Excerpt to read:

════════

On 23rd December 2025, USD/CAD touched a low of 1.3688, which proved to be a significant support level. The price action on this day reflected hesitation among sellers, as the pair failed to extend losses beyond this point. The candlestick structure showed a relatively small body with a lower wick, indicating rejection at lower levels and suggesting that buyers were active near the 1.3690 psychological zone.

From a daily chart perspective, the moving averages provided a clear picture of the prevailing trend. The 20 day moving average was positioned around 1.3740, just above the day’s low, which reinforced the idea of short term support pressure. The 50 day moving average was located near 1.3855 and was sloping downward, confirming medium term weakness. The 200 day moving average stood at approximately 1.3650, still pointing upward, which highlighted that the long term bias remained bullish despite the short term correction. Momentum indicators supported this mixed view. The Relative Strength Index (RSI) hovered around 43, a level that reflects neutral to bearish momentum, while the MACD histogram remained negative with the signal line below zero, confirming that bearish undertones were still present in the market.

On the four hour chart, the pair showed consolidation after touching 1.3688. The stochastic oscillator was positioned near 34, which indicated oversold conditions and the possibility of a short term rebound. Momentum readings were flattening, suggesting that sellers were not able to push the pair lower with conviction. Immediate resistance was seen at 1.3740, with stronger resistance at 1.3780. Support was clearly defined at 1.3685–1.3690, with the next level of support at 1.3640. This intraday structure pointed to range bound trading conditions, with buyers defending the lower boundary.

════════

Data supplied:
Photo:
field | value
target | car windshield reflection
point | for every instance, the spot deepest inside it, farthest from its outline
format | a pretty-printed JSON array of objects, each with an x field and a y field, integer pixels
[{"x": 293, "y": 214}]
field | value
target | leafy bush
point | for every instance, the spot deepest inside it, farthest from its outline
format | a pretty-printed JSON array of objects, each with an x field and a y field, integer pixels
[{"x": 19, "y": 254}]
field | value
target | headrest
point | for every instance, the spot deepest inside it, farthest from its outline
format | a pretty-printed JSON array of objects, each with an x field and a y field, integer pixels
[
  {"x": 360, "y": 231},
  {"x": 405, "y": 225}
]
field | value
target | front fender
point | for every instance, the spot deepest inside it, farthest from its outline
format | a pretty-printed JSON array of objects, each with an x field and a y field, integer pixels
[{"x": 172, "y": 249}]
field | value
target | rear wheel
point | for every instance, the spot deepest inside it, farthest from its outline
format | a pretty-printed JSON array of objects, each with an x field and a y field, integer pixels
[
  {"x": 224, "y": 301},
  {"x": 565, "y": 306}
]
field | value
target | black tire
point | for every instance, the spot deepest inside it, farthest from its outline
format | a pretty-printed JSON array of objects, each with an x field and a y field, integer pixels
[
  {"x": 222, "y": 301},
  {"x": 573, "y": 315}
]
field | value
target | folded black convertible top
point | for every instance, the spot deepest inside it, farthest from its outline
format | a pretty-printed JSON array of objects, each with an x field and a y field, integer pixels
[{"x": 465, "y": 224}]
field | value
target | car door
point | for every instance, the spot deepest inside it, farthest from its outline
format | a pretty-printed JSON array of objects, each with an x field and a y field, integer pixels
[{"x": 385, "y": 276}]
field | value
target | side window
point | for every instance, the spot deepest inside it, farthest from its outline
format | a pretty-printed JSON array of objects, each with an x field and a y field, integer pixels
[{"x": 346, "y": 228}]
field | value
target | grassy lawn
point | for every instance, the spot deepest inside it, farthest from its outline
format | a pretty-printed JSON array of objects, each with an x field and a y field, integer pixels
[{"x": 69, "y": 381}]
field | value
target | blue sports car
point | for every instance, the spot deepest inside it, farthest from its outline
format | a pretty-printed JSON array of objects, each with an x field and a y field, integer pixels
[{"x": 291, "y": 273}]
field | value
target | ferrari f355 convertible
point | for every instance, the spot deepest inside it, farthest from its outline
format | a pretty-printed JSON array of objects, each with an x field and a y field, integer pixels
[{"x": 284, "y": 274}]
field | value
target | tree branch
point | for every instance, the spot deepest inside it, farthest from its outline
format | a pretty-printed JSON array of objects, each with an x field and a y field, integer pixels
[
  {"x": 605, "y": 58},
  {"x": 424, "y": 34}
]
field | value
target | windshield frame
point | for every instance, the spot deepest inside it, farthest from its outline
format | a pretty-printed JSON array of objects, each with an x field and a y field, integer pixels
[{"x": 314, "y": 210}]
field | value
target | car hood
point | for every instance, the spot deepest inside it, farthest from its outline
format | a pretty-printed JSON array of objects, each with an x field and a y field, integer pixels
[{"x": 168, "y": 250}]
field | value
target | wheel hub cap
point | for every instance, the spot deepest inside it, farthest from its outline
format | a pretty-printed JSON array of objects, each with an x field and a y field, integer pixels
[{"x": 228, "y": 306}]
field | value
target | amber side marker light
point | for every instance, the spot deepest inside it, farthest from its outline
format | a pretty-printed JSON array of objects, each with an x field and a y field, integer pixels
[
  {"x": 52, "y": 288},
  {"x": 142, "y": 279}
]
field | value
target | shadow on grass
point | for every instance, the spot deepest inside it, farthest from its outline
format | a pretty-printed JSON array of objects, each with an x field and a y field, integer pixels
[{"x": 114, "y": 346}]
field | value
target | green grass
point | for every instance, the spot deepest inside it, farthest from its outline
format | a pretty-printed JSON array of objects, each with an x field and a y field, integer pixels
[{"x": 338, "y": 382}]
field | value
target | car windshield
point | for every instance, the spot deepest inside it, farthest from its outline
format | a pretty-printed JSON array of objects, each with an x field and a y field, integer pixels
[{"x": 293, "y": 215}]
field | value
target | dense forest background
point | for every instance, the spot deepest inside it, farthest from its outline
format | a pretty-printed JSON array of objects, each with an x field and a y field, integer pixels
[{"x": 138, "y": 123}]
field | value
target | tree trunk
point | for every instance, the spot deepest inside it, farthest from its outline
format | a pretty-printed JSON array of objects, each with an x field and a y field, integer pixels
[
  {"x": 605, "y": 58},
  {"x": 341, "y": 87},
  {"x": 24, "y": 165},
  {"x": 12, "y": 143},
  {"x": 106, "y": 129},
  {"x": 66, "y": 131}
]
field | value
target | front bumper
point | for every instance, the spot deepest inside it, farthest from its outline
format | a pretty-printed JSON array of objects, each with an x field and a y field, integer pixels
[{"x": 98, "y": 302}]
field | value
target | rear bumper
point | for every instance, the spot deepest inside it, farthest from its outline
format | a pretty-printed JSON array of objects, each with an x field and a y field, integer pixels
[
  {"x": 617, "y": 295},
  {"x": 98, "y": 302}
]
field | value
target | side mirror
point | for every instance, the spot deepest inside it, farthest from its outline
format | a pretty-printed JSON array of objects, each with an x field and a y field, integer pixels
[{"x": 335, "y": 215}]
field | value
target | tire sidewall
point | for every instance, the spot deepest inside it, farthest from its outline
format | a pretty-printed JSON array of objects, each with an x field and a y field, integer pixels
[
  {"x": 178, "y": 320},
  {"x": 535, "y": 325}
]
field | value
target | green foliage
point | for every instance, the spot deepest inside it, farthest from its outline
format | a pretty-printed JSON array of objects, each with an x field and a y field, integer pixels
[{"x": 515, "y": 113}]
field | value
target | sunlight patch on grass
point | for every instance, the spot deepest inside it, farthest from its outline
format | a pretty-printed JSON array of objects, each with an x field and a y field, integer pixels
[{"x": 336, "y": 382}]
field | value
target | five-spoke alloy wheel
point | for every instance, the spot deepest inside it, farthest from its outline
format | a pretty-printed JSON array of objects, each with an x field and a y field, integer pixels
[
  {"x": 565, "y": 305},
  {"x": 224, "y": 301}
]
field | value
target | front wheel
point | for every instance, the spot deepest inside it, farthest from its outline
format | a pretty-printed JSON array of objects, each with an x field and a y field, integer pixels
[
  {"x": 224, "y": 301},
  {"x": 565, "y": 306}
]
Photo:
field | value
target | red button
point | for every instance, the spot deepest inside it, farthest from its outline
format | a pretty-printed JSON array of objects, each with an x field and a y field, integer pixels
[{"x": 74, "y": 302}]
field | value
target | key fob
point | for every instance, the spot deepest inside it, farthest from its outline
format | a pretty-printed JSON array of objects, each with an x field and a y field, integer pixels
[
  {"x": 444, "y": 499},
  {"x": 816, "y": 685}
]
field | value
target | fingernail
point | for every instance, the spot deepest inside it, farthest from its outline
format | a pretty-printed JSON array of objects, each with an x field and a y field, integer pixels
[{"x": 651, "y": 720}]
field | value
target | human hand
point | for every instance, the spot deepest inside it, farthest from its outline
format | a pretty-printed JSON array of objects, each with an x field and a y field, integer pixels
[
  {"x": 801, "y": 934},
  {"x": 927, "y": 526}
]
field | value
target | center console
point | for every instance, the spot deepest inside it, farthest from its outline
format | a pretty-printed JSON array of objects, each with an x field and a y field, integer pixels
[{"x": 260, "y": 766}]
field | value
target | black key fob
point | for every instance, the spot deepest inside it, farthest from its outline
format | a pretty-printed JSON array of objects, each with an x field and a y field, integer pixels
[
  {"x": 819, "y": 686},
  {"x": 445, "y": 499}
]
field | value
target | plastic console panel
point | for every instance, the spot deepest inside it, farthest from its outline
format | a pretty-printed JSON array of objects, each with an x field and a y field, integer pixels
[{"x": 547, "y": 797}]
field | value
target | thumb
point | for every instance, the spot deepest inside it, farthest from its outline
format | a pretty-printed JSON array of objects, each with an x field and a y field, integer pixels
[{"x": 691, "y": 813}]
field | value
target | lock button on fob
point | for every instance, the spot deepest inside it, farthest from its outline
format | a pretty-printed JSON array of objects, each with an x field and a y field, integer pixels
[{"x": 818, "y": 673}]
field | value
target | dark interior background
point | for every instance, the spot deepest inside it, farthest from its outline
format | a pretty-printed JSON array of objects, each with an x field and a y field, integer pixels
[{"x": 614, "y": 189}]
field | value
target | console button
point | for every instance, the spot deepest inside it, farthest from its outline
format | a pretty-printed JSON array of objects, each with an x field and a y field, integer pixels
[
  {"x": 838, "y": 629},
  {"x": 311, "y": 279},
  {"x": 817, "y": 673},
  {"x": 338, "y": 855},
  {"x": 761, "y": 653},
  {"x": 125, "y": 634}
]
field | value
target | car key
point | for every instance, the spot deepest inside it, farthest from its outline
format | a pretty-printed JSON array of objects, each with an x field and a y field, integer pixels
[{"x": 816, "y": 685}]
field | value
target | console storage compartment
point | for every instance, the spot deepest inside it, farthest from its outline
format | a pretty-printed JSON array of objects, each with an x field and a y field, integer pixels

════════

Problem to solve: In the USD/CAD market analysis, where was the 50 day moving average, and which way was it sloping?

Expected answer: It was near 1.3855 and sloping downward.